About this task »
Copy every entry exactly as given, minus the images.

Exercise data »
▼

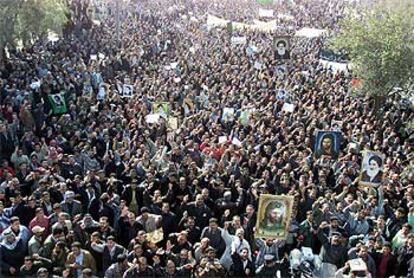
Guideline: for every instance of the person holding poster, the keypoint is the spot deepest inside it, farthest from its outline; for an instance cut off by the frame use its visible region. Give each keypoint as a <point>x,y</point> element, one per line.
<point>372,168</point>
<point>282,48</point>
<point>274,216</point>
<point>327,143</point>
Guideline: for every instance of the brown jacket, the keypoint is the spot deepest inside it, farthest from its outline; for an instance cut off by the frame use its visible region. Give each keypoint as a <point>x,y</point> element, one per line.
<point>88,260</point>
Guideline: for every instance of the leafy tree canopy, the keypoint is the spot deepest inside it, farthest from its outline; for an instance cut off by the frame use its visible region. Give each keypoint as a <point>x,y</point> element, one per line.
<point>380,41</point>
<point>27,20</point>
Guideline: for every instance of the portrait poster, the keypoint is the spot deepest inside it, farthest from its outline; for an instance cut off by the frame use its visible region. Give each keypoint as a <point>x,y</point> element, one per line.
<point>172,123</point>
<point>265,13</point>
<point>336,125</point>
<point>238,40</point>
<point>161,107</point>
<point>327,143</point>
<point>372,168</point>
<point>127,90</point>
<point>288,107</point>
<point>274,216</point>
<point>282,48</point>
<point>228,113</point>
<point>282,94</point>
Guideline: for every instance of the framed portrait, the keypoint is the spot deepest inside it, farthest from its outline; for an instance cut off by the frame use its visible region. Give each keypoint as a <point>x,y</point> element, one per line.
<point>327,143</point>
<point>372,168</point>
<point>274,216</point>
<point>336,125</point>
<point>172,123</point>
<point>162,108</point>
<point>228,113</point>
<point>282,48</point>
<point>127,90</point>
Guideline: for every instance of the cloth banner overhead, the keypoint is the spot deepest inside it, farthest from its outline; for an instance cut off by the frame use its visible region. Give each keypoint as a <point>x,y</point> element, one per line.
<point>310,32</point>
<point>265,13</point>
<point>265,2</point>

▲

Result of the exercise »
Guideline: for every instance of the person holding poster, the keypoint is the spot deepest inside it, farthest from its outline; for an instance cut off by the frame use its visible region. Give each keypoint as a <point>x,y</point> element, one per line.
<point>372,168</point>
<point>282,48</point>
<point>274,216</point>
<point>327,143</point>
Guideline: for every instance of the brown jacket, the keypoint is the spot deepest inside it, farthest from its outline; for an instance cut off by the frame use its visible region. Give each keypoint as a <point>x,y</point> element, one per line.
<point>88,260</point>
Guideline: for every instance of the leafy tree canopy, the keypoint is the spot deepest inside it, farthest from its outline; for an instance cut off by the frame use its visible region. Give each keypoint as a <point>x,y</point> element, one per line.
<point>380,41</point>
<point>27,20</point>
Guideline: for every instance of the portrait poster, the keypoint is the spot deepest inside it, farthest from its outline; for an instance cut off by the frame use its visible region. Give each keypoint as a <point>x,y</point> element, one per line.
<point>172,123</point>
<point>265,13</point>
<point>336,125</point>
<point>238,40</point>
<point>161,107</point>
<point>327,143</point>
<point>372,168</point>
<point>127,90</point>
<point>288,107</point>
<point>274,216</point>
<point>282,48</point>
<point>228,113</point>
<point>282,94</point>
Guideline: for every instance of the framed portrait, the keypoint is the spot deepest inside it, farthest from its outline; for an instance cut off by the frame use its visible region. Give each keypoint as a <point>x,y</point> element, one per line.
<point>327,143</point>
<point>372,168</point>
<point>274,216</point>
<point>336,125</point>
<point>172,123</point>
<point>162,108</point>
<point>228,113</point>
<point>282,48</point>
<point>127,90</point>
Guideline: for every instance of the cloth banner overhead, the keypoint is the spot deepest inside it, farthest from its outline; for an instance cut off by the frame use its visible region. Give each keypoint as a <point>x,y</point> element, one per line.
<point>310,32</point>
<point>265,13</point>
<point>265,2</point>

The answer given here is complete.